WHAT YOU ARE ASKED TO DO —
Note each line of the entries that includes "flag". Then copy those lines.

[Stored data]
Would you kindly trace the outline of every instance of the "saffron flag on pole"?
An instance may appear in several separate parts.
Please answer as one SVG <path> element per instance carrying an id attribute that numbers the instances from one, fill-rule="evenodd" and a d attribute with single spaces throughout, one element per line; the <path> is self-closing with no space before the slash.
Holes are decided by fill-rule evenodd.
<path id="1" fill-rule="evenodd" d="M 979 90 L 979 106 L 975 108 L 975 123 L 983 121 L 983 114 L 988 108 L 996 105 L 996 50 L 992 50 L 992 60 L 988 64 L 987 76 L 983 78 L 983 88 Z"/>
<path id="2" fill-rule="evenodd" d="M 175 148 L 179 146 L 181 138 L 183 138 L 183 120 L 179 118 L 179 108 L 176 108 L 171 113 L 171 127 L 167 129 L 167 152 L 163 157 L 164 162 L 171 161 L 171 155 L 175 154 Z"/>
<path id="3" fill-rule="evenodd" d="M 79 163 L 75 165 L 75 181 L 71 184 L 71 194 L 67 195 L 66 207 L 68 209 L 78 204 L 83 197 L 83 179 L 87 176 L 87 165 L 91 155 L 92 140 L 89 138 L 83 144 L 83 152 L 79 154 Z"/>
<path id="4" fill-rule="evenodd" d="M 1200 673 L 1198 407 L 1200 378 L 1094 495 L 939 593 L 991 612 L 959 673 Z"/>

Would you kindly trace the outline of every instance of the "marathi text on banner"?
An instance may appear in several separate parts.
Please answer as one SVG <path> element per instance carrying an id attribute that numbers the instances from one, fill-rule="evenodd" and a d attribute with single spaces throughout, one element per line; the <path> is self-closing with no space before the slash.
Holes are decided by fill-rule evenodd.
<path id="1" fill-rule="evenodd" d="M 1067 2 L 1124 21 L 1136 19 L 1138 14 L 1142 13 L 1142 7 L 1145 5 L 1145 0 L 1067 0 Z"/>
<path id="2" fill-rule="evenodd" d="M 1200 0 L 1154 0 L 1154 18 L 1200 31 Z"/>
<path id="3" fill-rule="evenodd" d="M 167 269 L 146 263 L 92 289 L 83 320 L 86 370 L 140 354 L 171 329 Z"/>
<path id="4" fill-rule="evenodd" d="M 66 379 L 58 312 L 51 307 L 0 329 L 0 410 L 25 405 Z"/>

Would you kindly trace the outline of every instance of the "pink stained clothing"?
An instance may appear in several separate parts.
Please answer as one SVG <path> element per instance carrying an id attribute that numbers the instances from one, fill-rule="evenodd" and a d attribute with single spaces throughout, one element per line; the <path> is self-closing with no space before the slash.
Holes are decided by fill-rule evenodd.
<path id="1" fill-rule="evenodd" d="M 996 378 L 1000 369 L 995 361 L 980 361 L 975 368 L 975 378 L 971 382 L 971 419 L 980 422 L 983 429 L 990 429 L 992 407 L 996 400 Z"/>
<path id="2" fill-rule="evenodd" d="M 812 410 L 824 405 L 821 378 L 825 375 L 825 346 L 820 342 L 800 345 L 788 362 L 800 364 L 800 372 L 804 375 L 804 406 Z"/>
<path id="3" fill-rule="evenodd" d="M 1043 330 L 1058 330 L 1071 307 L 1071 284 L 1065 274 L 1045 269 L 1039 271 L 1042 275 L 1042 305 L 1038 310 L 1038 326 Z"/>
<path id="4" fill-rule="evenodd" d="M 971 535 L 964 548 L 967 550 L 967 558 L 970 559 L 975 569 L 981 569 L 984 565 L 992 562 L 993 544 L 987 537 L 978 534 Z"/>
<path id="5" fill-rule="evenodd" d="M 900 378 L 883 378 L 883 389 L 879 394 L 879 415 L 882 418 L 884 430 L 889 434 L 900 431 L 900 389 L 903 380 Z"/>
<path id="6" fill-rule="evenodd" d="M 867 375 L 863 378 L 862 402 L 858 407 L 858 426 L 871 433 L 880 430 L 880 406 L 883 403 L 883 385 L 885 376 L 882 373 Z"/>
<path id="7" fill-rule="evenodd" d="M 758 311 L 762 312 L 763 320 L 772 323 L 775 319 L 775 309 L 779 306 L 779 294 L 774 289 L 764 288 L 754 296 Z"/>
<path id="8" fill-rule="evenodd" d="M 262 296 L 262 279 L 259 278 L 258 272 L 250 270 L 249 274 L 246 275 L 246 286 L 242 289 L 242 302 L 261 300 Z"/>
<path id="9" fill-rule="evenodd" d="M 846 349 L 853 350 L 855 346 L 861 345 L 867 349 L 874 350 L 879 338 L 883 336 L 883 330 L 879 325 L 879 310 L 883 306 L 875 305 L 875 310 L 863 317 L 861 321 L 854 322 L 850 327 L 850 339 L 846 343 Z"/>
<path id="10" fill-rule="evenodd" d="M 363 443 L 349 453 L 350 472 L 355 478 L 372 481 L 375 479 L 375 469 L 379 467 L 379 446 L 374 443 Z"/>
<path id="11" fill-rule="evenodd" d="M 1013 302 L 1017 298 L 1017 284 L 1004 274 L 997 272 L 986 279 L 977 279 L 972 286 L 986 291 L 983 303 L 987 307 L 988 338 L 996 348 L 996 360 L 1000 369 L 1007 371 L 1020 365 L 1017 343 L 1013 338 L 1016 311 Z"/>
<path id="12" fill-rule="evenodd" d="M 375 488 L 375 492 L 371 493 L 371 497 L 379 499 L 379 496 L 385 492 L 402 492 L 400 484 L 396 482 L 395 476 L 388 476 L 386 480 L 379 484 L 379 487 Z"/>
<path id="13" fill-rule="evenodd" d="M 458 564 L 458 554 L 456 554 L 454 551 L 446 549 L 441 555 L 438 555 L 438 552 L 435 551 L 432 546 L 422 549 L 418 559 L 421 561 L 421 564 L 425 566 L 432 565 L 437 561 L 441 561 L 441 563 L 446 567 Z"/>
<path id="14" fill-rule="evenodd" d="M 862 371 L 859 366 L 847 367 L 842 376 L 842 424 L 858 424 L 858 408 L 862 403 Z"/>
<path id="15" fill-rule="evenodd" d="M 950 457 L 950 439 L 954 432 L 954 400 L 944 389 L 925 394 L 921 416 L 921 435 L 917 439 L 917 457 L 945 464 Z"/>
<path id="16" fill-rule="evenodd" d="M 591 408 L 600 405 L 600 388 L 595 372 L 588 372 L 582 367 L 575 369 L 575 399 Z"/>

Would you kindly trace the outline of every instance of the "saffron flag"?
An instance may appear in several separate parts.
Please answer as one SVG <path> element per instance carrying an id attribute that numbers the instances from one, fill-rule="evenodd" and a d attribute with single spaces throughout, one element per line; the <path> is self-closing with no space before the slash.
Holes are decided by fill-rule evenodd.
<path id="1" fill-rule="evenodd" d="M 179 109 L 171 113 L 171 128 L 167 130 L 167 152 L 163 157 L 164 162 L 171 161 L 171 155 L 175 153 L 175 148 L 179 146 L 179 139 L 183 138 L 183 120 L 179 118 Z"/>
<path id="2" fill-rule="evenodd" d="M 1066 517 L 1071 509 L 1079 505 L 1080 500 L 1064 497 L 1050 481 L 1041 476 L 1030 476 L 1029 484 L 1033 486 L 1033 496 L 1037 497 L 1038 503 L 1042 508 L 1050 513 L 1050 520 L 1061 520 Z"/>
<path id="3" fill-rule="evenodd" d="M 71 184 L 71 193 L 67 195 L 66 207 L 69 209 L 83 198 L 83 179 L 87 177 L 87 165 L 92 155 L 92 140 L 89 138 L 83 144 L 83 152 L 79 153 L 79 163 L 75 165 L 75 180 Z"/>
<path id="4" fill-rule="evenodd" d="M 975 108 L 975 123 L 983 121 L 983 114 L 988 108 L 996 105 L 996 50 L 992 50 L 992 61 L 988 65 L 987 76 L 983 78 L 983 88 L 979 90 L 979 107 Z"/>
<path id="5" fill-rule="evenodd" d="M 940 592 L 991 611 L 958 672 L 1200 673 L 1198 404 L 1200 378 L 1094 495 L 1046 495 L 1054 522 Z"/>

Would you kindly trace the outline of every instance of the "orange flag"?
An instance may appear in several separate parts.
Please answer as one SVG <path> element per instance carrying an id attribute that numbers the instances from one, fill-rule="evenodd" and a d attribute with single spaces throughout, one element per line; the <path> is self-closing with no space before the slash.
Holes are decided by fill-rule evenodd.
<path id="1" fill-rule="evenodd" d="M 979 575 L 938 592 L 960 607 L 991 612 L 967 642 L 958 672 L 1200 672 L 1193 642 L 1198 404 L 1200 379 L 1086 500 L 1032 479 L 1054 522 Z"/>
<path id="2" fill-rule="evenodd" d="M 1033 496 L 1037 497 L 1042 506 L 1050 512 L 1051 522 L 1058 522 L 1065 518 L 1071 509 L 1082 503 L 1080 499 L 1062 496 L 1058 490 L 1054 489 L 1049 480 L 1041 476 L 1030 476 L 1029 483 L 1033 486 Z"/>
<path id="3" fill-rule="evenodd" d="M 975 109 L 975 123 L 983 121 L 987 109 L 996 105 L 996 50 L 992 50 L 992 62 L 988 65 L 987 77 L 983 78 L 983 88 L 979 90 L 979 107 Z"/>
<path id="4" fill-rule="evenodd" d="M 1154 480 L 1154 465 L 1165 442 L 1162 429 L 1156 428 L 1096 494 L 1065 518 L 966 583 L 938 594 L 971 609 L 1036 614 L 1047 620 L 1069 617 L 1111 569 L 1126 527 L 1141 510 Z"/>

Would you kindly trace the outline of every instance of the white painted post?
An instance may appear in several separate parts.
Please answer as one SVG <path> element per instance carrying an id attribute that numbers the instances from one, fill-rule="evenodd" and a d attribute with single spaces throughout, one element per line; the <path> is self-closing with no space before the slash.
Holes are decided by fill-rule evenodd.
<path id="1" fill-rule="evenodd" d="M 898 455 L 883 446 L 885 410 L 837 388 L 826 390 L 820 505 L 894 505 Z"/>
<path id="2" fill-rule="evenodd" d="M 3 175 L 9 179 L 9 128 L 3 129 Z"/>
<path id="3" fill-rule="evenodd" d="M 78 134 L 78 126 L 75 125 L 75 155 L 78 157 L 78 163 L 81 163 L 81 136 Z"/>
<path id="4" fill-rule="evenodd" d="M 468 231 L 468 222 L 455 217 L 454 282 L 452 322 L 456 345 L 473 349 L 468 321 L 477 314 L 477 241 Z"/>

ANSWER BELOW —
Would you kindly trace the outline of every instance of the "saffron flag on pole"?
Would you kindly trace the outline of every instance of the "saffron flag"?
Would you kindly trace the outline of every instance of the "orange flag"?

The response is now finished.